- What to produce:
Return only the line that contains "Would you mind annotating the white stall" and each line after it, through the last line of the data below, copied exactly.

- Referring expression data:
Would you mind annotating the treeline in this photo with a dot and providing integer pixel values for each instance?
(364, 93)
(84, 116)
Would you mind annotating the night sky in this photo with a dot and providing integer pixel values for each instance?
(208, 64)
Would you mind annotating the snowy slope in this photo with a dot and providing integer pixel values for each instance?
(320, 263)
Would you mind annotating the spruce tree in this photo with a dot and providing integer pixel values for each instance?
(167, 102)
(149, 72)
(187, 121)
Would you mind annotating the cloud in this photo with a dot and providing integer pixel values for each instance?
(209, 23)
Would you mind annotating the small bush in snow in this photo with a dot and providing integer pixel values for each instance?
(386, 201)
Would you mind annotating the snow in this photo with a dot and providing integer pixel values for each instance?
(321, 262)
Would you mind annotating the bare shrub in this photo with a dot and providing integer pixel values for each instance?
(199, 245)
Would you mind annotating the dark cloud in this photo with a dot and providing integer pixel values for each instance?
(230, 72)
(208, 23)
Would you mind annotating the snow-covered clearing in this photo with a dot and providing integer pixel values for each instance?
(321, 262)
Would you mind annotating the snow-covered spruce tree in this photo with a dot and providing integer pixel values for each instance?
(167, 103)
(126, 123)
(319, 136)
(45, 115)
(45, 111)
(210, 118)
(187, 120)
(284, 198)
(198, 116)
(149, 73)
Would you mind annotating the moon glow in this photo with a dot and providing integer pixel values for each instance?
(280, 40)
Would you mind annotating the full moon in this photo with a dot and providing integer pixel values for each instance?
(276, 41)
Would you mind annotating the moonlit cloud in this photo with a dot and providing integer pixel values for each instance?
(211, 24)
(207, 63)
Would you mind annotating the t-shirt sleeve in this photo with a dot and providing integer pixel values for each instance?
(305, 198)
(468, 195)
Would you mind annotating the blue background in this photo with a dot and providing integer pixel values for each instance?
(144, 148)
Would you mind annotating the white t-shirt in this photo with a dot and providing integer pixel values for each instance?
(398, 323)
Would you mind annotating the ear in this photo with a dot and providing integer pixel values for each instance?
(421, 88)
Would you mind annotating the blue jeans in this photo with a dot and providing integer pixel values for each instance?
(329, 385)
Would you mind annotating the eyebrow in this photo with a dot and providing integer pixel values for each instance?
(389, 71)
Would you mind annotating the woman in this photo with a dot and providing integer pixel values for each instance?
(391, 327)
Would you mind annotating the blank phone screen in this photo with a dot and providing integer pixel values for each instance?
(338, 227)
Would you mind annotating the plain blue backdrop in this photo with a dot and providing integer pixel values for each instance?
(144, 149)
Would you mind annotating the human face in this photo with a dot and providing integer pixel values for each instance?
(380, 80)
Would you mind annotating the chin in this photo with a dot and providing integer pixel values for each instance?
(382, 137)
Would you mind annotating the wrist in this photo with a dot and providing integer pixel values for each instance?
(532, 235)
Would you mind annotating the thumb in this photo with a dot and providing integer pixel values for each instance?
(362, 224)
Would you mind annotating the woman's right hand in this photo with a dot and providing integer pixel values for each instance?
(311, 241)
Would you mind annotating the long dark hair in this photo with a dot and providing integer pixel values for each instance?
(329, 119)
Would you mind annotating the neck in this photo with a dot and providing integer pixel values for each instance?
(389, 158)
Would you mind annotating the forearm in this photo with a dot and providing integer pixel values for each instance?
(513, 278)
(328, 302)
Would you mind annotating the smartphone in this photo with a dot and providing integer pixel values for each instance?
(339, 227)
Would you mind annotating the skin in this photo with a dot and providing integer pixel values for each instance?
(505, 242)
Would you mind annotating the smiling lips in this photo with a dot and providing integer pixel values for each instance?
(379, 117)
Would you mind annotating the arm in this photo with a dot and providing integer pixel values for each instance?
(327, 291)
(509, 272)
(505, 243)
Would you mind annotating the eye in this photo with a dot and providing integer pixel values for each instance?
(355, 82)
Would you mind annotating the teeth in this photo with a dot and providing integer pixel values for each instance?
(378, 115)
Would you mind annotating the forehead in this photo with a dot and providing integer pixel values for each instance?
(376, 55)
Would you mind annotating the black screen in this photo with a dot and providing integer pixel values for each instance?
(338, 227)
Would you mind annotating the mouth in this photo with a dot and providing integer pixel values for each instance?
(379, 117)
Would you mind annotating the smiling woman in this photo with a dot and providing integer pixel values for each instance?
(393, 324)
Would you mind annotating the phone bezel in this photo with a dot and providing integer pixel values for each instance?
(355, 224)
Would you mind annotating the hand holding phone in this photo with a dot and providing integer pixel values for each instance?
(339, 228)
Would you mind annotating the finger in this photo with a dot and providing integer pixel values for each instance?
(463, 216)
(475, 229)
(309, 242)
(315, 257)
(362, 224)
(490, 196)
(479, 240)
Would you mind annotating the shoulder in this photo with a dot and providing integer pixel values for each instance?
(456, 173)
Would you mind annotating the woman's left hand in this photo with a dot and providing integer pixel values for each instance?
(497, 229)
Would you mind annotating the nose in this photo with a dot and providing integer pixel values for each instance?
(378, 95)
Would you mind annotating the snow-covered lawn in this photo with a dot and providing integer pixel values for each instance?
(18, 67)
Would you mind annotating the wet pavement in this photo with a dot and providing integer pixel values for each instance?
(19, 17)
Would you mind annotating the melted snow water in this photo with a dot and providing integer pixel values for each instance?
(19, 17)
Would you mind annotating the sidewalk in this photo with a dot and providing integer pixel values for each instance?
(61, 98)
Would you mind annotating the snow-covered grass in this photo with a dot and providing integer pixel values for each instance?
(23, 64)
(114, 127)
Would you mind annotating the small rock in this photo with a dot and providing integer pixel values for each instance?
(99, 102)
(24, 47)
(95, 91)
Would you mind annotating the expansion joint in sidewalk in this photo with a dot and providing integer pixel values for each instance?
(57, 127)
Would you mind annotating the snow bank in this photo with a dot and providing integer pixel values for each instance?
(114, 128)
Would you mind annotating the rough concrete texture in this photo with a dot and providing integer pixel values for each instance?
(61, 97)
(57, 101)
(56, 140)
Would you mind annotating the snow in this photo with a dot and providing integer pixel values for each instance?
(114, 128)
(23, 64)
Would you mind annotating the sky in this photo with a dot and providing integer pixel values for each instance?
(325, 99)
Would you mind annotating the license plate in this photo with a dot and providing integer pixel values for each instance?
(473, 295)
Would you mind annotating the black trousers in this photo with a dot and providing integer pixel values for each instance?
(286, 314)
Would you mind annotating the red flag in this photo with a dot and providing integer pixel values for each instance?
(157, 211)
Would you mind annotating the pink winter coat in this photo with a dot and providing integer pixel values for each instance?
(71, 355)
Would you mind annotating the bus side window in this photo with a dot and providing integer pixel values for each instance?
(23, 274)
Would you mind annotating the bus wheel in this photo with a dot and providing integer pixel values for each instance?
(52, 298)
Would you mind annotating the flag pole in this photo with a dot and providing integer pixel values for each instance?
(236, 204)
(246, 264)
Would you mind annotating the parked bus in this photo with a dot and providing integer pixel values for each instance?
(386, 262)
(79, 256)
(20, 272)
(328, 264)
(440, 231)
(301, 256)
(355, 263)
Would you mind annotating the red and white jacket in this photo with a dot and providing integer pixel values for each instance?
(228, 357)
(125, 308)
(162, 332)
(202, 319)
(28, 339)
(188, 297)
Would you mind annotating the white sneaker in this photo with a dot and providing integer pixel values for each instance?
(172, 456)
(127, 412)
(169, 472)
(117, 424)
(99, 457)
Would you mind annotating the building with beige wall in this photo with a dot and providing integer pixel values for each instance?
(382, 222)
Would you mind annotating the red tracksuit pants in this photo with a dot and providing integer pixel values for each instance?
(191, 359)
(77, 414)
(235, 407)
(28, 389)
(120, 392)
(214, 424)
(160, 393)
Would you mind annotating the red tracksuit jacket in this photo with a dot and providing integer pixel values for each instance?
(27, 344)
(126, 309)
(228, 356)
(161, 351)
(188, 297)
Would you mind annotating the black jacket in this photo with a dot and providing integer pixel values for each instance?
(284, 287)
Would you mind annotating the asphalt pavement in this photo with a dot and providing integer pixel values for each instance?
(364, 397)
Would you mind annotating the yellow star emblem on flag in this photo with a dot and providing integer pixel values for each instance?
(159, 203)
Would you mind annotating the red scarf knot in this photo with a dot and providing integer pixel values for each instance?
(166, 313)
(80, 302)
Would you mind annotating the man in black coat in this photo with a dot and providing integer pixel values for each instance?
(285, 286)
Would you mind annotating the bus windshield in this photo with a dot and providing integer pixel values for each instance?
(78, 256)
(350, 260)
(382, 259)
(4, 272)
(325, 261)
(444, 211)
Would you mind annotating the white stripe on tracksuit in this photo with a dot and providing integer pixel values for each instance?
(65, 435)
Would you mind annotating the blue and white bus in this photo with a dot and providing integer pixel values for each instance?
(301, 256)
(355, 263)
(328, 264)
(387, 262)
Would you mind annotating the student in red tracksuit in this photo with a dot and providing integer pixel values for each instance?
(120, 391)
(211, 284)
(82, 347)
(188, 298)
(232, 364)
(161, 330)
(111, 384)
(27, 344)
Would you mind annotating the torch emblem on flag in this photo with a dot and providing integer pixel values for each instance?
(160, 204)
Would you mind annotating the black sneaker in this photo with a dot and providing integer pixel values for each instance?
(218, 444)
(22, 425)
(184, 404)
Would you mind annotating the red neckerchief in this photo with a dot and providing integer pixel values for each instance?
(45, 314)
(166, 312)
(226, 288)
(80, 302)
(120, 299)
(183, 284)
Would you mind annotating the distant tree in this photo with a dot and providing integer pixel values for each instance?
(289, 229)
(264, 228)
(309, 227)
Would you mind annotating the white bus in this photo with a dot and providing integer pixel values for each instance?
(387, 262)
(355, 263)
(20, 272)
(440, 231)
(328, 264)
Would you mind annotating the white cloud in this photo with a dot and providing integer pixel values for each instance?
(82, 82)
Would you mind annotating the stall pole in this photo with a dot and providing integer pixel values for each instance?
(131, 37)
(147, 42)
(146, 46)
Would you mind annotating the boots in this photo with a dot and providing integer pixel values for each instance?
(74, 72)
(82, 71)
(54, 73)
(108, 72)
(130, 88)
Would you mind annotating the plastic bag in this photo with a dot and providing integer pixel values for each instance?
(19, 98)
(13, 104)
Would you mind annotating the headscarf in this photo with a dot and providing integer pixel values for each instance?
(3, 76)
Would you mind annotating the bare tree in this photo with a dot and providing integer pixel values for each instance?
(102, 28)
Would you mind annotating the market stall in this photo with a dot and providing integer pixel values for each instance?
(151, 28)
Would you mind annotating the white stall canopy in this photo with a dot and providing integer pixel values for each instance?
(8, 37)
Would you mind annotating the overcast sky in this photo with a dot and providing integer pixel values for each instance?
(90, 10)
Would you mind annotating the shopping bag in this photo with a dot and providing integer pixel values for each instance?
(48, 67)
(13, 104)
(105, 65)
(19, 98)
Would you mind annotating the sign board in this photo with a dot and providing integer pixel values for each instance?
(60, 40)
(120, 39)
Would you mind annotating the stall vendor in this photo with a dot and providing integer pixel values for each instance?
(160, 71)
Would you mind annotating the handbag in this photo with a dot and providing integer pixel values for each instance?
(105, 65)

- The completed task:
Would you mind annotating the white stall canopy in this photo with a dot and providing integer pixel values for each instance?
(8, 37)
Would you mind annotating the overcast sky in this photo with a dot and providing integer pixel values for each instance?
(90, 10)
Would you mind annotating the shopping bag in this photo with a dot and providing integer pixel values for each instance?
(48, 67)
(13, 104)
(105, 65)
(19, 98)
Would you mind annotating the sign board in this photo with a dot and providing integer pixel values for each instance?
(60, 40)
(120, 39)
Would you mind annotating the stall vendor in this photo with a dot and providing integer pixel values for each instance?
(160, 71)
Would you mind annotating the handbag in this photo with a dot and providing integer pixel values for each instance?
(105, 65)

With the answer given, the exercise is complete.